#### [PASSAGE FOR REVIEW]
━━━━━━

Cyrano de Bergerac
Giant Character; Giant Talent; Giant Nose
By Edmond Rostand (translated by Anthony Burgess)
American Shakespeare Center, Blackfriars Playhouse, Staunton, Va.
Saturday, June 21, 2014, B–8&9 (front middle stalls)
Directed by Jim Warren
French playwright Edmond Rostand in 1897 created out of the historical record an almost perfect dramatic character: the wittily wise man of action with the big nose, Cyrano de Bergerac, whose faults (he is one egotistical, mean guy) match his qualities (he has a stalwart sense of honor and a huge capacity for unconditional love). He's like Stephen Hawking, LeBron James, Tina Fey, Nelson Mandela, Kanye West, and an Olympic ski jump wrapped in one.
John Harrell is Cyrano de Bergerac in the American Shakespeare Center production at the Blackfriars Playhouse. Photo by Lindsey Walters, American Shakespeare Center.
Such an outsized character with an outsized protuberance deserves an outsized actor to play him, and the American Shakespeare Center in Staunton, Va., has such an actor in its company, John Harrell. Matching the intellects of Rostand (via translator Anthony Burgess) and Cyrano himself with Harrell results in an exquisite performance anchoring a production solidified by ideally cast supporting actors.
Director Jim Warren in his program notes goes to great lengths to defend the choice of Cyrano de Bergerac in the repertory of a Shakespearean company performing in the Blackfriars Playhouse, the world's only replica of Shakespeare's own indoor theater. Among his arguments are the play's reliance on language and its opening scene set in a Paris theater circa 1640, allowing the production to serve as further exploration of that era's staging conditions (no fourth wall, universal lighting) and production techniques. He also points out that Rostand based his title character on the real Cyrano de Bergerac—who was a playwright and poet as well as an accomplished duelist with a hawk-beak nose—born a few years after Shakespeare's death. Rostand's portrayal, though, is about as historically accurate as Tom Stoppard's portrayal of Shakespeare in Love's title character—and just as fun.

━━━━━━

#### [MATERIAL SHOWN]

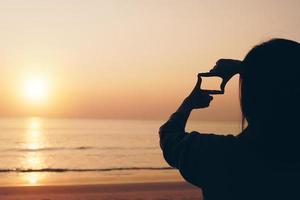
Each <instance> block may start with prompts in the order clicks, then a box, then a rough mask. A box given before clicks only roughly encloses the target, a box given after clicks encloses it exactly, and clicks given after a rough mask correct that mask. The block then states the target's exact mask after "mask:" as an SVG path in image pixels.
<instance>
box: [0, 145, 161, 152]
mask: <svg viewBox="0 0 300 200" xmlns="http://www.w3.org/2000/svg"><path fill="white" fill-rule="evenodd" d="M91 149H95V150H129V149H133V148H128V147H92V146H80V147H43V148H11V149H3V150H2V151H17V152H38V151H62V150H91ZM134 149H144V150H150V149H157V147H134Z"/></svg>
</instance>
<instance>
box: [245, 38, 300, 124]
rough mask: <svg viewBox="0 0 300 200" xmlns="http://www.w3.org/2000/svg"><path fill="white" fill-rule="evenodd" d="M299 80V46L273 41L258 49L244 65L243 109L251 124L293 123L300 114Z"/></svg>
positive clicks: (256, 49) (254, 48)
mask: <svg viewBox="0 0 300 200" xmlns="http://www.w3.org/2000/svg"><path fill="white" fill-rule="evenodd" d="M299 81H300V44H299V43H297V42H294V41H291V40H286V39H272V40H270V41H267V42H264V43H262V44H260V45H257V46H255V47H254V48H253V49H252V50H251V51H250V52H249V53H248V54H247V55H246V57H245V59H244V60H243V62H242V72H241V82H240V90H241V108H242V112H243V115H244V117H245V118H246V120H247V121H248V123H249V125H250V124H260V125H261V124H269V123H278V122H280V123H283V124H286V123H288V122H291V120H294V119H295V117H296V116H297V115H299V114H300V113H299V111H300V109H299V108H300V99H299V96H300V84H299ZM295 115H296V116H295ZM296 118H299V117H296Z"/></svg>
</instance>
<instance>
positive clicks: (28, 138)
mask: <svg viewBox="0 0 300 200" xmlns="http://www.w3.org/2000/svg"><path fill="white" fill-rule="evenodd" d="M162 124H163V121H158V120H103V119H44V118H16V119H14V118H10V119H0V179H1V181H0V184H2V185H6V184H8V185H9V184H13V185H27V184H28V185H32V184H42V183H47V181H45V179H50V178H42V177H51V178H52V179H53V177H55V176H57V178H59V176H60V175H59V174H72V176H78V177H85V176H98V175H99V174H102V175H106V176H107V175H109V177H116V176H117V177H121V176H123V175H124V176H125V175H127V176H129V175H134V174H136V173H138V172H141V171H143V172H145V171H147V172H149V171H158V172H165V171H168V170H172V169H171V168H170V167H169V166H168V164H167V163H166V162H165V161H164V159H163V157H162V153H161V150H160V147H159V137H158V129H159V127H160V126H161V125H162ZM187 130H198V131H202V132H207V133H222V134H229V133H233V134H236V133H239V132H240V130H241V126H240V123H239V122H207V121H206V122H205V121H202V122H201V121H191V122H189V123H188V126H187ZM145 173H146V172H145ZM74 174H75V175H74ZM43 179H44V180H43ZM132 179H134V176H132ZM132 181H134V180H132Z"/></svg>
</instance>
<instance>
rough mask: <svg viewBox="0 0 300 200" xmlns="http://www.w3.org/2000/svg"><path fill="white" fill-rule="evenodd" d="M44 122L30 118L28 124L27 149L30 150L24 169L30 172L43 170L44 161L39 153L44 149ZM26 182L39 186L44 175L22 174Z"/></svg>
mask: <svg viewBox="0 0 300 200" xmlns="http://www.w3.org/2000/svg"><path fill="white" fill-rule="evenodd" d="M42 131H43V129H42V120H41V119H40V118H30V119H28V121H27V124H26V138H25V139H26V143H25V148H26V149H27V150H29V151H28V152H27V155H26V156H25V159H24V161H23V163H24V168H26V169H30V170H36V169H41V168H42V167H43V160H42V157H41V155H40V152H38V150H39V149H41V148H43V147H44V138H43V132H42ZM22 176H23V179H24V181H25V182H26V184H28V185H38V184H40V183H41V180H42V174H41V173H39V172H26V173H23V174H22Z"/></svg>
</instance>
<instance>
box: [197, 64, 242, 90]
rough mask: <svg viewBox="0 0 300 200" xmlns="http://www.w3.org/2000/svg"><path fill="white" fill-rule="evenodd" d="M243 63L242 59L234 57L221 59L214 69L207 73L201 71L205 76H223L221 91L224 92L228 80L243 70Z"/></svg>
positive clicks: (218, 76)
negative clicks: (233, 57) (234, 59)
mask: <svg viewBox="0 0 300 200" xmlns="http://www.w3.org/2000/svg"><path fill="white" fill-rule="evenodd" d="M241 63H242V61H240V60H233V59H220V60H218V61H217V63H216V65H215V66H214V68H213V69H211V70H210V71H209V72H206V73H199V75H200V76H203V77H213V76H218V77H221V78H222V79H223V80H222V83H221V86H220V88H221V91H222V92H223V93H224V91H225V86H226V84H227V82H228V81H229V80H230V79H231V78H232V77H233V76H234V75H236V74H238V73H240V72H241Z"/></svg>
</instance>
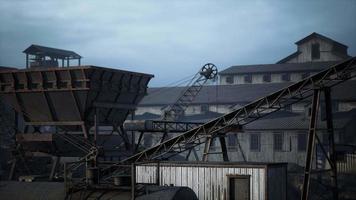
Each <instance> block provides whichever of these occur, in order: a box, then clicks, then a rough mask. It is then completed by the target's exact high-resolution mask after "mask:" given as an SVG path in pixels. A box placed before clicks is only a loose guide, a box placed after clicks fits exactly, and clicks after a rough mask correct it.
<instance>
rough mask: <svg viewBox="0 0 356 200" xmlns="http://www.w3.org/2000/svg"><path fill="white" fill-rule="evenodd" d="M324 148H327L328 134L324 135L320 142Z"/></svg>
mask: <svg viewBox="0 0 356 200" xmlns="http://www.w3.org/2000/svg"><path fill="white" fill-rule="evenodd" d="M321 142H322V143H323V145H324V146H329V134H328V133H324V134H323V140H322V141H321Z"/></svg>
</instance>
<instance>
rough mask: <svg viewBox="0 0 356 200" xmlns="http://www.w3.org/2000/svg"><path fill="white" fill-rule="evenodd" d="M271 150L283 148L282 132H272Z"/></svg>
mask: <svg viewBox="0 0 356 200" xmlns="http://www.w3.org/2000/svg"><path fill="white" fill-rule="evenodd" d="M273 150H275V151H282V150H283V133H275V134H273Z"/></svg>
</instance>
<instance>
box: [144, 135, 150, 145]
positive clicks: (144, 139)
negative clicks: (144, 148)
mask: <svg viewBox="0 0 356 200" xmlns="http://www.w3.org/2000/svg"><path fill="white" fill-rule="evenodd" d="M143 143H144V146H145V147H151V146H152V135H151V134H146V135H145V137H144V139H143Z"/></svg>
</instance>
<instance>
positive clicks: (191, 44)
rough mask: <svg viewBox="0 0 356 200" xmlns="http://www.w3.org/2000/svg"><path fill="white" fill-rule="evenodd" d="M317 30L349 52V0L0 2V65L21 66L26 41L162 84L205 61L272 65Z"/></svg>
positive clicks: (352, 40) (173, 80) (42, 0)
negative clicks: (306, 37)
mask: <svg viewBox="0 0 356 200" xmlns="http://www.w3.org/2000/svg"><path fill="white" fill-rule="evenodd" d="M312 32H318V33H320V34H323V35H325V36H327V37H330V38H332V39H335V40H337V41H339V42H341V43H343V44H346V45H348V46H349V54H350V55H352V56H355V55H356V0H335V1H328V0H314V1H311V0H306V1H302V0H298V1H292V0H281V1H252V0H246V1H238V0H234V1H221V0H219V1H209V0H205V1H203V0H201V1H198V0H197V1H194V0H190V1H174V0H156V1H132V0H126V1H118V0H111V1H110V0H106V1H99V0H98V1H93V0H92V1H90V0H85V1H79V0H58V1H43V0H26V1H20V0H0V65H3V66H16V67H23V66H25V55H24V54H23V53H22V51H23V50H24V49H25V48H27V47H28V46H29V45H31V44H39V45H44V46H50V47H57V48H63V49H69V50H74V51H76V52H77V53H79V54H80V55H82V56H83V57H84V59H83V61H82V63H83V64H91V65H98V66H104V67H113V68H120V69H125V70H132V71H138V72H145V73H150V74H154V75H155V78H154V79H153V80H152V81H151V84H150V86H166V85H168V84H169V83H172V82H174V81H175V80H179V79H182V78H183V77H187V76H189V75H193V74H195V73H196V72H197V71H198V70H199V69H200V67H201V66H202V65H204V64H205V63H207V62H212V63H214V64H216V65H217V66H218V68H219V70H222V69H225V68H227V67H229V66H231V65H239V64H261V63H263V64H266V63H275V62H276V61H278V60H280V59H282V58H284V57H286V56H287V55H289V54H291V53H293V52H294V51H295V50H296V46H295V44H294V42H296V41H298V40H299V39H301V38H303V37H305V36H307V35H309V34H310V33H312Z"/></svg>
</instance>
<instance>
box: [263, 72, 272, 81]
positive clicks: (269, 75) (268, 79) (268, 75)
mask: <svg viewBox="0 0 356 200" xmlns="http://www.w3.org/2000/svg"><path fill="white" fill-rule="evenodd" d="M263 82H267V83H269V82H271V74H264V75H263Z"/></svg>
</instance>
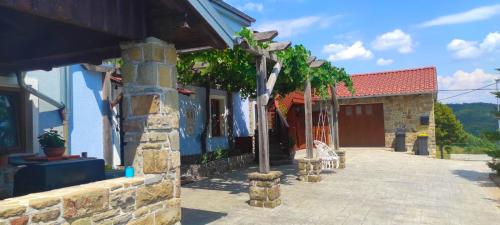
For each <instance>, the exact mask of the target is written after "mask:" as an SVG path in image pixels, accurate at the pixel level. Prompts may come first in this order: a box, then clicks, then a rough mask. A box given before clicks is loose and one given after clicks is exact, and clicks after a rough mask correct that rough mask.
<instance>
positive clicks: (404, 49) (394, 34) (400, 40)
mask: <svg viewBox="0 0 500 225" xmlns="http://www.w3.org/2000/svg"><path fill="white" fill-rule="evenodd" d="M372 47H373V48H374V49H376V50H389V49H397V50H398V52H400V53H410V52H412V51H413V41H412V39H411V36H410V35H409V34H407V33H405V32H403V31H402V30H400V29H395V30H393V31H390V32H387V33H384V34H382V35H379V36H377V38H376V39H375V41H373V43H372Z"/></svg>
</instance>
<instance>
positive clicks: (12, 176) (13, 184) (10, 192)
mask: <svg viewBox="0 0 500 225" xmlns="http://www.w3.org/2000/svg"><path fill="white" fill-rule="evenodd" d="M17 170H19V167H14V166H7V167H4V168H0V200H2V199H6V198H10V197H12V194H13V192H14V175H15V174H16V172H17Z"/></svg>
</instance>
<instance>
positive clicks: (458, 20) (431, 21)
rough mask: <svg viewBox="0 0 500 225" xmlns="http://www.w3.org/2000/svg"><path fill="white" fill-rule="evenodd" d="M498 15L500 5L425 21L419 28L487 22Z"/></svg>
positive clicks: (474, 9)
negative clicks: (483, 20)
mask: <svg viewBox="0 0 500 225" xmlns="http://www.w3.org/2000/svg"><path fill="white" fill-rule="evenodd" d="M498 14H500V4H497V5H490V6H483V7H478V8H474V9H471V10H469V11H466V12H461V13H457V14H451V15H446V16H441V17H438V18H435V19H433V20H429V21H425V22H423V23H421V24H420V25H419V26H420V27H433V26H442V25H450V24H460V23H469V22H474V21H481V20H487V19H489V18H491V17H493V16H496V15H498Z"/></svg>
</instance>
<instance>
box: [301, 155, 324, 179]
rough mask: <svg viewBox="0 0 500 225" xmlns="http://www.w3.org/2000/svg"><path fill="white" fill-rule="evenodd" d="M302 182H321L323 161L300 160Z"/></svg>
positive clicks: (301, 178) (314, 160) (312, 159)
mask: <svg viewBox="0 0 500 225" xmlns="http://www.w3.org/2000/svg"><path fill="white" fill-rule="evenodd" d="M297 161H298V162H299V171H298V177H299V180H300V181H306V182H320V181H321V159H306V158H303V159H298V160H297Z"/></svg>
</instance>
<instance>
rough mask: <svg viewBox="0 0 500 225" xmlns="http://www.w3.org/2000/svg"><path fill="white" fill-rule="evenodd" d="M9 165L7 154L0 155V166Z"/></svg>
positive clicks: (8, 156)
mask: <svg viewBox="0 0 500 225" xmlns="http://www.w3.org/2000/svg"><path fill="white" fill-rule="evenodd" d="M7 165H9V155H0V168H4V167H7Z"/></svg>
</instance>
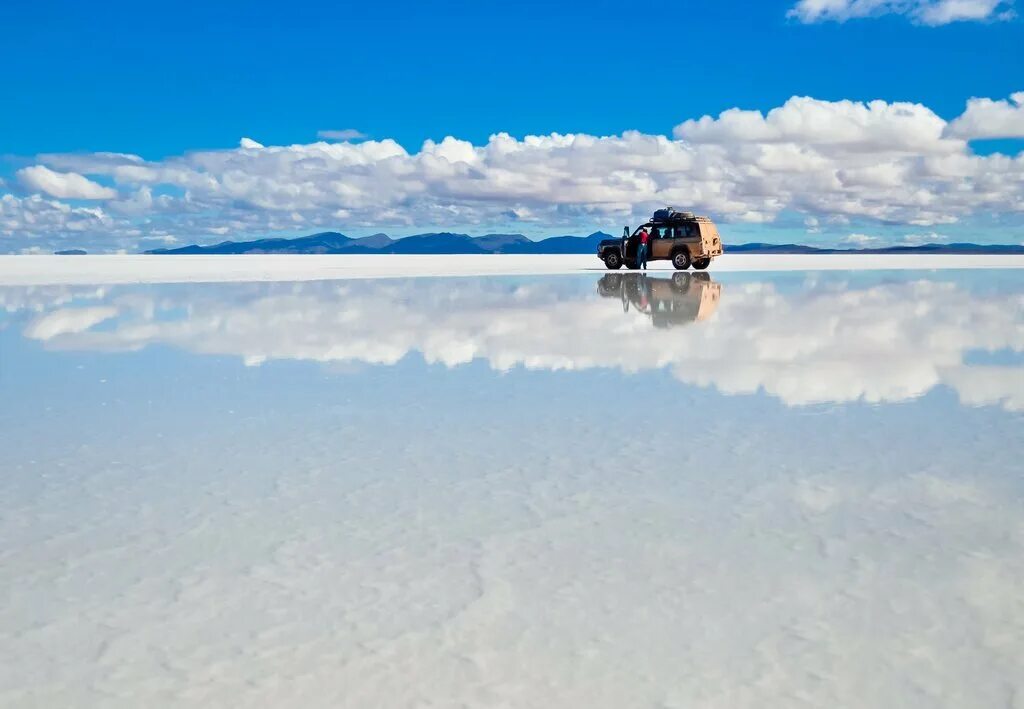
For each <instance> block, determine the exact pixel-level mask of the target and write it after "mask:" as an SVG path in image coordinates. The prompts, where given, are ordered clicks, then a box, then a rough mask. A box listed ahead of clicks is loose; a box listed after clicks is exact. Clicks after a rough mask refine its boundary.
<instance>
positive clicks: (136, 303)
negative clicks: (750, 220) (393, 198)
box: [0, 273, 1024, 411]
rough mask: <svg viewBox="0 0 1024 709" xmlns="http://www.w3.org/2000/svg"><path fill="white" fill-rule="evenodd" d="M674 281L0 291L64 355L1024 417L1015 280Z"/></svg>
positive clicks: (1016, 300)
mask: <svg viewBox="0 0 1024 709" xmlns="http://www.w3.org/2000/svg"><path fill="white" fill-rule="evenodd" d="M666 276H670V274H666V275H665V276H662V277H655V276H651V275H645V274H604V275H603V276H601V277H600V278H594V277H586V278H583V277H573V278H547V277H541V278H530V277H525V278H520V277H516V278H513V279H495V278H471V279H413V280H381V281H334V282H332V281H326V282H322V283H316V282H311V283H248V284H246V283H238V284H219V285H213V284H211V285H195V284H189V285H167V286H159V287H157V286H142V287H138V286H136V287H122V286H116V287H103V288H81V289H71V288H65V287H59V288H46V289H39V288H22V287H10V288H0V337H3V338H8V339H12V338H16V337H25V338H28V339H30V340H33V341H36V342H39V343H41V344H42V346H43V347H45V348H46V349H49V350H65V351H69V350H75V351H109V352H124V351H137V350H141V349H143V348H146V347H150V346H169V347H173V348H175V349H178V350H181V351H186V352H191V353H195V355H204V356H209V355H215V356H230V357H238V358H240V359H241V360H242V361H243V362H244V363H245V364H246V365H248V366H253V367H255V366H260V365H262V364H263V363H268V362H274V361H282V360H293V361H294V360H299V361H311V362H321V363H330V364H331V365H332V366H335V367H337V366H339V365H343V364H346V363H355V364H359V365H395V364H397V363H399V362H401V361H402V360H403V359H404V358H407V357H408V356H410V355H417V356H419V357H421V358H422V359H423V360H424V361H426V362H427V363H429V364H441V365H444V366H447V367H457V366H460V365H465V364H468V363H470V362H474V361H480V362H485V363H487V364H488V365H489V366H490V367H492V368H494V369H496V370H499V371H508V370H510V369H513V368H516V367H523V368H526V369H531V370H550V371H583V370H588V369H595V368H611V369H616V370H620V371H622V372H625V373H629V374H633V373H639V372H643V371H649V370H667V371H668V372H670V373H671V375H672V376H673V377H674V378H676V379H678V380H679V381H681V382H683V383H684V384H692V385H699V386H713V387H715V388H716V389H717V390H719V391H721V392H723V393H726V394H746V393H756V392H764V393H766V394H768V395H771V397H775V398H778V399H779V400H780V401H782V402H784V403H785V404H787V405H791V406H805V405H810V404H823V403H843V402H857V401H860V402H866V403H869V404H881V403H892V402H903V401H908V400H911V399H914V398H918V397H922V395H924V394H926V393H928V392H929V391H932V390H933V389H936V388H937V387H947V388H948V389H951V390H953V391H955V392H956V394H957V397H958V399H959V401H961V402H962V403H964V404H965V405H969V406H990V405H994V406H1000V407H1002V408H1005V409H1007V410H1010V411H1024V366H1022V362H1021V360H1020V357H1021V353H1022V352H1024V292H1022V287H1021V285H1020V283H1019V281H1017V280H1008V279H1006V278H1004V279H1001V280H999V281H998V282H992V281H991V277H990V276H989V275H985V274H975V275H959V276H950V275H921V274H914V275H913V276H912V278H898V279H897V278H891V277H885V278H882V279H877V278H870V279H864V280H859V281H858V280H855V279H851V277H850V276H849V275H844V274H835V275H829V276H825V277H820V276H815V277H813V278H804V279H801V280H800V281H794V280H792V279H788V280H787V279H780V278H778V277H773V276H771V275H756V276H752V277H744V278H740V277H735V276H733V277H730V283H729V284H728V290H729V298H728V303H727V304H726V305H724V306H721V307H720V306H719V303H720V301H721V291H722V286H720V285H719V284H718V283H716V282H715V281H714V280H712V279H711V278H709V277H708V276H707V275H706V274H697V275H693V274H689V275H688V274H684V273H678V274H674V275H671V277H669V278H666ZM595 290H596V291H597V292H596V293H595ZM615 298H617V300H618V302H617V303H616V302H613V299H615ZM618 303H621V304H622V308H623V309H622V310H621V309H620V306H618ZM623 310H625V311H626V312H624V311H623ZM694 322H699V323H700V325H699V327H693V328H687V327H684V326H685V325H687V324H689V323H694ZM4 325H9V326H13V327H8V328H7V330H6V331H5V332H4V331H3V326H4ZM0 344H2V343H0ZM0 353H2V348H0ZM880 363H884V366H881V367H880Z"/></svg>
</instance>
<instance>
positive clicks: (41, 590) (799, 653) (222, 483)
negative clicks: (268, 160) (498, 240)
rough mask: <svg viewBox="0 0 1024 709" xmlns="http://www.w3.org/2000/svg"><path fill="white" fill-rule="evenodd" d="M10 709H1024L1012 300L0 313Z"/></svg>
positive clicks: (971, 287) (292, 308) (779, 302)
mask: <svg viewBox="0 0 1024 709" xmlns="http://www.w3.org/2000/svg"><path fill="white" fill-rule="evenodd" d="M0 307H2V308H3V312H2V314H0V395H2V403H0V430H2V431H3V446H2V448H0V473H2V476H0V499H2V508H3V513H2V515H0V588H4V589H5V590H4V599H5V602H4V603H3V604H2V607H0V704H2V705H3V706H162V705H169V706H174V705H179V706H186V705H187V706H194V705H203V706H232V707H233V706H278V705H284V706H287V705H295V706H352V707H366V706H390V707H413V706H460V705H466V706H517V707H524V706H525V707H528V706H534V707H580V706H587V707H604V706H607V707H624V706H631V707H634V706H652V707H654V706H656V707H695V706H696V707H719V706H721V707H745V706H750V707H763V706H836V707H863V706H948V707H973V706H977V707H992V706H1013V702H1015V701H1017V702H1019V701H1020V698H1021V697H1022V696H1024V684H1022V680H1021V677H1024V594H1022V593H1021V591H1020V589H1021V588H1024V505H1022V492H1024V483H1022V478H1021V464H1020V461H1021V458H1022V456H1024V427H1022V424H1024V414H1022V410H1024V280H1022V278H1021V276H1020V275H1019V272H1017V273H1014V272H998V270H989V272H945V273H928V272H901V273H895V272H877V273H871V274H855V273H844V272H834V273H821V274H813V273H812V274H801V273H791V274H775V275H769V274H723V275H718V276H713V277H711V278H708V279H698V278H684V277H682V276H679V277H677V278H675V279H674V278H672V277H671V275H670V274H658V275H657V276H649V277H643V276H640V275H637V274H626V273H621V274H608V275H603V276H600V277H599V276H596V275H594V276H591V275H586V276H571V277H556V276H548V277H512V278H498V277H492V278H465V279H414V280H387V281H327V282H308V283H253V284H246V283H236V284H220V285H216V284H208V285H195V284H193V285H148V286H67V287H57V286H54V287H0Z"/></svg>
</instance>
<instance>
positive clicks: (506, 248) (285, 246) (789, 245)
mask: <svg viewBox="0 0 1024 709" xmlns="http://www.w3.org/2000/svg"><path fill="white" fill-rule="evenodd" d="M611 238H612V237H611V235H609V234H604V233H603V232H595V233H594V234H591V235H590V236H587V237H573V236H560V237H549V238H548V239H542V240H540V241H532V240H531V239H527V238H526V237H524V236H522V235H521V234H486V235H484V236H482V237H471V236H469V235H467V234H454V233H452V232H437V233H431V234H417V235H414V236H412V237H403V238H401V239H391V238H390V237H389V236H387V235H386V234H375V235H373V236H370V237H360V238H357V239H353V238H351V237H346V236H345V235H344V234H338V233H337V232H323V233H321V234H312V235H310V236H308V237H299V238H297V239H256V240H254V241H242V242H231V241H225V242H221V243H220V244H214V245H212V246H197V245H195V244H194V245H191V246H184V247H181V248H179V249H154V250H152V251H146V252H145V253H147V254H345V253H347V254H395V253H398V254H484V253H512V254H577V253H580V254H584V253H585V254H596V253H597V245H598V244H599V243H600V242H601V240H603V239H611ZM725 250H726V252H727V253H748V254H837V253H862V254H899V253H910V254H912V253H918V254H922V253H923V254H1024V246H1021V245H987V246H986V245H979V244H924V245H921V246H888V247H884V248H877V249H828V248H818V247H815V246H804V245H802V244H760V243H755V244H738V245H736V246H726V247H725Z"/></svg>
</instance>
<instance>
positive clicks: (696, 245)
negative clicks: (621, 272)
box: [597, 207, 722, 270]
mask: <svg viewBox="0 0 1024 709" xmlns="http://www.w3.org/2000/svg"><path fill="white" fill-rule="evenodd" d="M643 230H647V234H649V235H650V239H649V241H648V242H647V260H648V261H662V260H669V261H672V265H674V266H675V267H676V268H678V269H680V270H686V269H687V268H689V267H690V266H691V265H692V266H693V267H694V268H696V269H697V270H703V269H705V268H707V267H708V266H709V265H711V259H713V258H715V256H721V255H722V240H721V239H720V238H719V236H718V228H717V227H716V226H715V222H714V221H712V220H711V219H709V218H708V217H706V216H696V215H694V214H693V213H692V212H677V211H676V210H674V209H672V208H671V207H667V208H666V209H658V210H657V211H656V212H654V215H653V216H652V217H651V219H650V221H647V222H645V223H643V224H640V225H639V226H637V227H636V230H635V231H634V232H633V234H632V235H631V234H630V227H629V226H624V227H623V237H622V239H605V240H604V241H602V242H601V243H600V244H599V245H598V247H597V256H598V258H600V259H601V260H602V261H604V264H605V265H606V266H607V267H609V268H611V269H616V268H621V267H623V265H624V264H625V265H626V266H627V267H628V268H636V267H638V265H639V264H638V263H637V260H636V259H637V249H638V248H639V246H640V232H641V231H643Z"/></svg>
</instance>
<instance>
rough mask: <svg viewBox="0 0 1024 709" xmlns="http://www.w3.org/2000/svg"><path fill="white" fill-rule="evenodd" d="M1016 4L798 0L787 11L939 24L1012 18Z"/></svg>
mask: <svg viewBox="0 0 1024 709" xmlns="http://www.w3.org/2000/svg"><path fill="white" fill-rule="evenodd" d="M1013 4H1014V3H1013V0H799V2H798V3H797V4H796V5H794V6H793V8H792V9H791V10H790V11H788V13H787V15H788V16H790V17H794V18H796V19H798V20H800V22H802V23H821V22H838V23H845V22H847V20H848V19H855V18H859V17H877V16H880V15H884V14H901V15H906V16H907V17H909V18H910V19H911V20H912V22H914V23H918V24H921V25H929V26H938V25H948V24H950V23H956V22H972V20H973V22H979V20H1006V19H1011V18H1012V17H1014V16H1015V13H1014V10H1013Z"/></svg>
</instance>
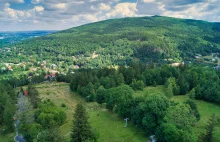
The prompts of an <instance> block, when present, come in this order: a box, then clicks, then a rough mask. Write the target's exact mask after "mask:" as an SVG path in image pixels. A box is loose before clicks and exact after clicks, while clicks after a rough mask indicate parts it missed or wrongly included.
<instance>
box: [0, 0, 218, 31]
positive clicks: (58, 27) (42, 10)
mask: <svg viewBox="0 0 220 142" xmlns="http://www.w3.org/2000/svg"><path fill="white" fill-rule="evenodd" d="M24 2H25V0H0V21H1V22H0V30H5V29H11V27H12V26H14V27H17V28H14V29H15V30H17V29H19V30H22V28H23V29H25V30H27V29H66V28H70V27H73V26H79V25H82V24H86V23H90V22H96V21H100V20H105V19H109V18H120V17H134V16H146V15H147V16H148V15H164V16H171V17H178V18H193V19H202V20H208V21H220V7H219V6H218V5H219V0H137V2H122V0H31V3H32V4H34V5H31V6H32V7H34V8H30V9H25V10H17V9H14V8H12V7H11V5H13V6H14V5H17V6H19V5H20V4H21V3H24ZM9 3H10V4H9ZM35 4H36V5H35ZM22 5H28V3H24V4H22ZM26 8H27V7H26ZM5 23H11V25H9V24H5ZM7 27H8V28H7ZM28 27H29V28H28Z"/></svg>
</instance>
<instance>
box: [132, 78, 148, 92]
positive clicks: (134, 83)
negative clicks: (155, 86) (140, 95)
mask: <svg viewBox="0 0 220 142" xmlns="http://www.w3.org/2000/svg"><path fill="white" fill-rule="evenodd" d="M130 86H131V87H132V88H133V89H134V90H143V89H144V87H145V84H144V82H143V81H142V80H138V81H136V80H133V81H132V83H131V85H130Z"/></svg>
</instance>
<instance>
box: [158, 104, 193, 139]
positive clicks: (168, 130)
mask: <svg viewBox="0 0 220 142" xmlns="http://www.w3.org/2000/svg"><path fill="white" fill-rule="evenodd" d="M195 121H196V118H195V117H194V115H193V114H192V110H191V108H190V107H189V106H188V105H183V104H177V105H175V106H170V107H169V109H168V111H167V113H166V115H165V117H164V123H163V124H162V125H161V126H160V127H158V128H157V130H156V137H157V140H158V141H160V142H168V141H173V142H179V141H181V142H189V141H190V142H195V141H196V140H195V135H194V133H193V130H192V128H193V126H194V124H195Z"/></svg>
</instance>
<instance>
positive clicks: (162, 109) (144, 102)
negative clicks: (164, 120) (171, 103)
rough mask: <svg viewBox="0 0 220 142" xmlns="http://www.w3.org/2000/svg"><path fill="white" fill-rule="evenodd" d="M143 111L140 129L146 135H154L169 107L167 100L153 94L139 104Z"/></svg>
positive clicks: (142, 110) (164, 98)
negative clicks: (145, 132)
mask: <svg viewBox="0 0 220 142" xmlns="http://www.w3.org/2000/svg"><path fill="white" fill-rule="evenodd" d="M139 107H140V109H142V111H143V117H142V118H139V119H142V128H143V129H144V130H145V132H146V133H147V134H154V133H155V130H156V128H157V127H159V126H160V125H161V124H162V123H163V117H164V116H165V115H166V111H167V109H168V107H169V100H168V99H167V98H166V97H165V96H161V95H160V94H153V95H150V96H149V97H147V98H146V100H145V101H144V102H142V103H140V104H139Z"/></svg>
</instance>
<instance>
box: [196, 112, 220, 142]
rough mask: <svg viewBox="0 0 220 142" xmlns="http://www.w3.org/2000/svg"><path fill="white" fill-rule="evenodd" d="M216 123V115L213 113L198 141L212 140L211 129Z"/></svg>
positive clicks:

━━━━━━

#### [PROBLEM A]
Do these statements agree with the Cyrano de Bergerac review? Answer yes or no for each, quoting the review's deciding words. (i) Rostand created the character in 1897. (ii) The Blackfriars Playhouse is one of several replicas of Shakespeare's indoor theater. (iii) The real Cyrano de Bergerac was born before Shakespeare died.
#### [PROBLEM B]
Carry the Cyrano de Bergerac review on from its last sentence.
The items have no connection to the review of Cyrano de Bergerac.

#### [EXERCISE RESPONSE A]
(i) Yes: "French playwright Edmond Rostand in 1897 created out of the historical record an almost perfect dramatic character"
(ii) No: "the world's only replica of Shakespeare's own indoor theater"
(iii) No: "born a few years after Shakespeare's death"

#### [EXERCISE RESPONSE B]
Warren's arguments are all very well, but reason enough to stage this play is the acting troupe he has assembled for ASC's 2014 summer and fall seasons, some newcomers joining longtime company veterans and a couple of returning stars. Newcomer Sara Hymes plays Roxane, Cyrano's cousin and love interest. Not only is Hymes a 10 on the ubiquitous 1–10 scale of hotness, she portrays the character's intelligence even as she gives over so completely to her heart in throes of lust for Christian and what she thinks are his sublime language skills (one thing I most admire about Rostand's play is how it champions sexual lust for language; I'm certainly down with that). Playing Christian is Patrick Midgley, a 12 on the 1–10 scale of hotness, and returning to ASC's resident troupe after two years in the touring company. Christian may be tongue-tied in the presence of women and lack the wordsmith skills of a courtier, but he has a heart of gold, a soul of great courage, and a common-sense wisdom, all of which Midgley captures in his performance. For all the brilliant comedy Cyrano speaks in this play, Christian speaks some of the play's best one-liners—"I want to be loved for what I am, comely and dumb," he says at one point—and Midgley nails these with Ellen DeGeneres confidence.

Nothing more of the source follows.